++++ DATASET EXCERPTS

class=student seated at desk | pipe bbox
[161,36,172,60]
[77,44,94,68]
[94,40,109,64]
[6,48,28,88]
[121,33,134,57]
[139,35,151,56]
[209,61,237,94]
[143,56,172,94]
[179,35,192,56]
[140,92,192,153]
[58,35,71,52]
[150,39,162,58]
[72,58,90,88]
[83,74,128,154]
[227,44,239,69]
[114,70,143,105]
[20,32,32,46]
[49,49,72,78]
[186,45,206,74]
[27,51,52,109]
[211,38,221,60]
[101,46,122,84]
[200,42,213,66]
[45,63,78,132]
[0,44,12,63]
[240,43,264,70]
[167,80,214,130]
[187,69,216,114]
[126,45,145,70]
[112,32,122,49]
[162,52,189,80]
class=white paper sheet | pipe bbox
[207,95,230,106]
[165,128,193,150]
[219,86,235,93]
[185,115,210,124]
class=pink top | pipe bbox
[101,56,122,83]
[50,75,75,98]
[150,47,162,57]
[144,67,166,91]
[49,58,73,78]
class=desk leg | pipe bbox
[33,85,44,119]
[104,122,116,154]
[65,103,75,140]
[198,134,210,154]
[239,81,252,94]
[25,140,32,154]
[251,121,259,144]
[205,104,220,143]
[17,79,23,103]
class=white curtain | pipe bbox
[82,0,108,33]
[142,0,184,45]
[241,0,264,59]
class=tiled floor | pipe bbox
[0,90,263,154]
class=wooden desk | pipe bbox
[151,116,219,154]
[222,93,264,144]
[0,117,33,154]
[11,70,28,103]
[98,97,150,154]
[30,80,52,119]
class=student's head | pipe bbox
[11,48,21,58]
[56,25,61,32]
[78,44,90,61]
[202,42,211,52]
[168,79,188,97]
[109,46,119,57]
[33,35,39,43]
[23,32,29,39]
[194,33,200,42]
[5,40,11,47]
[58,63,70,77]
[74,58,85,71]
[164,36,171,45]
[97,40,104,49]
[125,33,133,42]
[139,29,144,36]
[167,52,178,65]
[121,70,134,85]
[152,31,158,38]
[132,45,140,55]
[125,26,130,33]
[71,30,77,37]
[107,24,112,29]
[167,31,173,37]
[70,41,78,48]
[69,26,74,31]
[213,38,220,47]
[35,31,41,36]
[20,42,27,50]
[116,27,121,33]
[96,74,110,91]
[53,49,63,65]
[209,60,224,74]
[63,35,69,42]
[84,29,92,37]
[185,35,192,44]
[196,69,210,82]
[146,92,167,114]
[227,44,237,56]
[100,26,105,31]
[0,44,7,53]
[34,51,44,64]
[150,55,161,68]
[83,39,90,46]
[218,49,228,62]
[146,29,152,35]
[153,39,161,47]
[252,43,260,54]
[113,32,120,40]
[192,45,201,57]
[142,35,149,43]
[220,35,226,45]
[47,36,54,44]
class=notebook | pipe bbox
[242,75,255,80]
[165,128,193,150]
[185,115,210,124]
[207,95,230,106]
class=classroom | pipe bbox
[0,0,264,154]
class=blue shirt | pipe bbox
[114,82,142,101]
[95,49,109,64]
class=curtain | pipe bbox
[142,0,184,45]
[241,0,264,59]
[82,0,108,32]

++++++++

GOAL OF THE EXERCISE: What is needed is an exact transcription of all the data.

EXERCISE RESULT:
class=student seated at desk | pipe bbox
[161,36,172,60]
[77,44,94,68]
[94,40,109,64]
[6,48,28,88]
[121,33,134,57]
[139,35,151,56]
[209,61,237,94]
[143,56,172,94]
[179,35,192,56]
[140,92,192,153]
[58,35,71,52]
[150,39,162,58]
[72,58,90,88]
[83,74,128,154]
[227,44,239,69]
[114,70,143,105]
[20,32,32,46]
[49,49,72,78]
[186,45,206,74]
[27,51,52,109]
[211,38,221,60]
[101,46,122,84]
[200,42,213,66]
[45,63,78,132]
[0,44,12,63]
[240,43,264,70]
[167,80,214,130]
[187,69,216,114]
[126,45,145,70]
[112,32,122,49]
[162,52,189,80]
class=white paper sheet | pipe bbox
[207,95,230,106]
[165,128,193,150]
[219,86,235,93]
[185,115,210,124]
class=pink top | pipe bbox
[101,56,122,83]
[50,75,75,98]
[150,47,162,57]
[144,67,166,91]
[49,58,73,78]
class=desk leg | pipe bbox
[33,85,44,119]
[104,122,116,154]
[65,103,75,140]
[198,134,210,154]
[239,81,252,94]
[25,140,32,154]
[251,121,259,144]
[205,104,220,143]
[17,79,23,103]
class=white curtain | pipe bbox
[82,0,108,33]
[142,0,184,45]
[241,0,264,59]
class=tiled floor | pipe bbox
[0,90,263,154]
class=wooden desk | pipe bbox
[151,116,219,154]
[222,93,264,144]
[0,117,33,154]
[11,70,28,103]
[98,97,150,154]
[30,80,52,119]
class=student's head | pipe bbox
[11,48,21,58]
[56,25,61,32]
[78,44,90,61]
[202,42,211,52]
[168,79,188,97]
[109,46,119,57]
[33,35,39,43]
[23,32,29,39]
[194,33,200,42]
[5,40,11,47]
[58,63,70,77]
[74,58,85,71]
[164,36,171,45]
[97,40,104,49]
[125,33,133,42]
[139,29,144,36]
[167,52,178,65]
[121,70,134,85]
[152,31,158,38]
[132,45,140,55]
[125,26,130,33]
[71,30,77,37]
[107,24,112,29]
[167,31,173,37]
[70,41,78,48]
[69,26,74,31]
[213,38,220,47]
[35,31,41,36]
[20,42,27,50]
[116,27,121,33]
[96,74,110,91]
[53,49,63,65]
[209,60,224,74]
[63,35,69,42]
[84,29,92,37]
[185,35,192,44]
[196,69,210,82]
[146,92,167,114]
[227,44,237,56]
[100,26,105,31]
[0,44,7,53]
[34,51,44,64]
[150,55,161,68]
[83,39,90,46]
[218,49,228,62]
[146,29,152,35]
[153,39,161,47]
[252,43,260,54]
[113,32,120,40]
[192,45,201,57]
[142,35,149,43]
[220,35,226,45]
[47,36,54,44]
class=notebook | pipe bbox
[242,75,255,80]
[165,128,193,150]
[185,115,210,124]
[207,95,230,106]
class=classroom | pipe bbox
[0,0,264,154]
class=blue shirt | pipe bbox
[114,82,142,101]
[95,49,109,64]
class=curtain | pipe bbox
[142,0,184,45]
[241,0,264,59]
[82,0,108,32]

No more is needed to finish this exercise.